═══ Supplied entries ═══

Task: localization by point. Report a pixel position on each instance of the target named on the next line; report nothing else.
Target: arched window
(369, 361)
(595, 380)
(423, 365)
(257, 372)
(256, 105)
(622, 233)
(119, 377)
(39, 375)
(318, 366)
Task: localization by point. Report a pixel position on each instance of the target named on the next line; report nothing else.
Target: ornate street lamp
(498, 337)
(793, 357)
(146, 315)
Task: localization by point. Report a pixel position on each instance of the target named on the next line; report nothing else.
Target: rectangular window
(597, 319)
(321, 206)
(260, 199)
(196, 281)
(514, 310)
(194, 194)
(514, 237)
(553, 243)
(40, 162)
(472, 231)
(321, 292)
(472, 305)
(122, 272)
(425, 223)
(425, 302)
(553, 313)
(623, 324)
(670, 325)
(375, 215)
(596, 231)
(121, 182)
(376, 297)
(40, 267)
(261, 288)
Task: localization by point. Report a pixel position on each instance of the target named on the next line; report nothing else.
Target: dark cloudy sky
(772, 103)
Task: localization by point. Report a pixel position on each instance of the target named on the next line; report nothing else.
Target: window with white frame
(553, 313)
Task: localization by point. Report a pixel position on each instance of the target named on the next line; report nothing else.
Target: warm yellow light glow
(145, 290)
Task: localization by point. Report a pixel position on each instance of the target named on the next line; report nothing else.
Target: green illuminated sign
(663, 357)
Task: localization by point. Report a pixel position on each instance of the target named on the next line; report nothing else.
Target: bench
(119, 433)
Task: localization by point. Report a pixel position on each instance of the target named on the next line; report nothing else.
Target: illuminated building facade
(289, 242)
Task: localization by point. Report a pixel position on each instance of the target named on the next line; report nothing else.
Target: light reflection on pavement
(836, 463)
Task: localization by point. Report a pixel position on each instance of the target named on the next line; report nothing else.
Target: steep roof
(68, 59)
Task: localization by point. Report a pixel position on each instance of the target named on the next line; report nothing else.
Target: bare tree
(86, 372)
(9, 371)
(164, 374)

═══

* Given instruction:
Give the data again, exactly as it stands.

* Response to the task:
Task: localization by point. Report a pixel position on each instance of the target named on the next line; report nothing else.
Target: arched window
(369, 361)
(595, 380)
(423, 365)
(257, 372)
(256, 105)
(622, 233)
(119, 377)
(39, 375)
(318, 366)
Task: localization by point. Report a pixel position on each instance of the target named on the next line; report nothing else.
Target: ornate street lamp
(498, 337)
(793, 357)
(146, 315)
Task: localization by point. Report a pixel position on each instance of the target named on the next line; report nothing else.
Target: rectangular window
(597, 319)
(321, 206)
(260, 199)
(196, 281)
(514, 310)
(194, 194)
(514, 237)
(553, 243)
(40, 162)
(472, 231)
(321, 292)
(472, 305)
(122, 272)
(425, 223)
(425, 302)
(553, 313)
(623, 324)
(670, 325)
(375, 215)
(596, 231)
(121, 182)
(376, 297)
(40, 267)
(261, 288)
Task: localization by point. Report a pixel position on each instance of the target named on the next line; report nothing else.
Target: dark cloudy sky
(772, 103)
Task: localization by point. Report a pixel position on each instance of the target named on the next line; report nothing else.
Target: window with white frame
(553, 313)
Task: localization by point. Report a pixel position on each instance of the target named on the next line; report nothing else.
Target: warm yellow light glow
(145, 290)
Task: localization by point. Report a pixel position on each instance of the target named on the next line; report nothing else.
Target: green illuminated sign
(663, 357)
Task: localization by point. Report a pixel position on each instance of the target named on the next line; report nothing else.
Target: bench
(119, 433)
Task: localization by point. Report a pixel position on each instance of the target named on the next line; report nothing else.
Target: illuminated building facade
(289, 242)
Task: localization by point. Report a pixel position on each instance of the target named on the next line; report nothing else.
Target: light reflection on pavement
(836, 463)
Task: localization by point. Report a pixel position on each instance of the target named on the next line; report nothing else.
Target: steep roof
(68, 59)
Task: localization by point. Report a pixel position on each instance of the target named on the next line; report nothing else.
Target: bare tree
(86, 372)
(9, 371)
(164, 374)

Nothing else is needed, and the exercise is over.